>>>>

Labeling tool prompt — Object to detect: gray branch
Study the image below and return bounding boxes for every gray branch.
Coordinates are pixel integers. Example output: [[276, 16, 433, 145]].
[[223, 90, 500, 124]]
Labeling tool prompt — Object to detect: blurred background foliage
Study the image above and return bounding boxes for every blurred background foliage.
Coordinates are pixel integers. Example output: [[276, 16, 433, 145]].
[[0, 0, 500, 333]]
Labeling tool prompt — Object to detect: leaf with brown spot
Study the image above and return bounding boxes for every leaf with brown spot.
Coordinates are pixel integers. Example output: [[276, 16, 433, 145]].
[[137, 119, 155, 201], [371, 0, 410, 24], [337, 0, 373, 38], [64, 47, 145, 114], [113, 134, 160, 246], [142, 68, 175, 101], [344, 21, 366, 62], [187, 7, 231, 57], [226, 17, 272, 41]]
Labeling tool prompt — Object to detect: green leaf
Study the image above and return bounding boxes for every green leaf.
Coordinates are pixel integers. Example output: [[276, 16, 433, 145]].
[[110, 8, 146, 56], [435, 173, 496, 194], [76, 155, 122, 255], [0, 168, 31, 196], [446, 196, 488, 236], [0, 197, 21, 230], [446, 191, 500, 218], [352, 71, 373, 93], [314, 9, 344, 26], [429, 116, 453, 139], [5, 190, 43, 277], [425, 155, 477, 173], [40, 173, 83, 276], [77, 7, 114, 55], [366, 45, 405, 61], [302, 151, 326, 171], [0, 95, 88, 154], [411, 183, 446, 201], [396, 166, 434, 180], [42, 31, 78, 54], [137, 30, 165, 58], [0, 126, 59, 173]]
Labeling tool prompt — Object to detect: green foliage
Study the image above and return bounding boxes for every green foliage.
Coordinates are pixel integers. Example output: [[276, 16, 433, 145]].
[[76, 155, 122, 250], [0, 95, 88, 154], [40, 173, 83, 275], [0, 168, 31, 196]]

<<<<

__Written instruction__:
Starting with the first line of the listing and going on through the line with "126, 59, 173]]", rewrite those lines, requests included, with every bounding-box coordinate in the answers multiplied by 2.6 and rounded to a whole number, halves rounding up. Leave the numbers in the requests and their sample outputs unchanged.

__Written reply__:
Labeling tool prompt — Object to detect: gray branch
Study the image below and return bounding boxes for every gray branch.
Coordinates are pixel integers. Example output: [[276, 16, 433, 145]].
[[580, 234, 1300, 322]]
Labeling tool prompt — Object to detect: blurred background foliage
Study the image above and return bounding boxes for every blurred background foliage.
Coordinates are pixel integers. Example output: [[276, 16, 433, 145]].
[[0, 0, 1300, 866]]
Labeling tool prompt — Object to detect: leaf with brown spot
Study the image above and return bounding boxes for every leaf with brown spot.
Coordinates are pixel integers. Example output: [[276, 16, 433, 145]].
[[356, 309, 403, 523], [965, 0, 1066, 62], [876, 0, 970, 99], [166, 122, 377, 296], [294, 348, 416, 640], [369, 177, 455, 263], [894, 55, 952, 161], [486, 18, 601, 148], [588, 44, 707, 107]]
Labeling tool prompt — Object to detect: green leaf
Study the image above and return bounding boxes for every green leaf.
Coordinates are pixel integers. Example output: [[276, 16, 433, 145]].
[[286, 21, 380, 146], [1131, 450, 1290, 504], [198, 403, 317, 663], [0, 437, 81, 510], [1160, 510, 1269, 614], [0, 512, 55, 598], [1160, 497, 1300, 567], [915, 185, 970, 242], [816, 23, 894, 68], [1115, 302, 1178, 361], [13, 494, 112, 720], [1105, 403, 1240, 450], [104, 450, 216, 718], [200, 18, 296, 143], [952, 117, 1053, 159], [785, 393, 848, 445], [0, 247, 229, 400], [1069, 476, 1160, 523], [1030, 432, 1128, 468], [109, 81, 203, 140], [356, 78, 429, 151], [0, 328, 153, 450]]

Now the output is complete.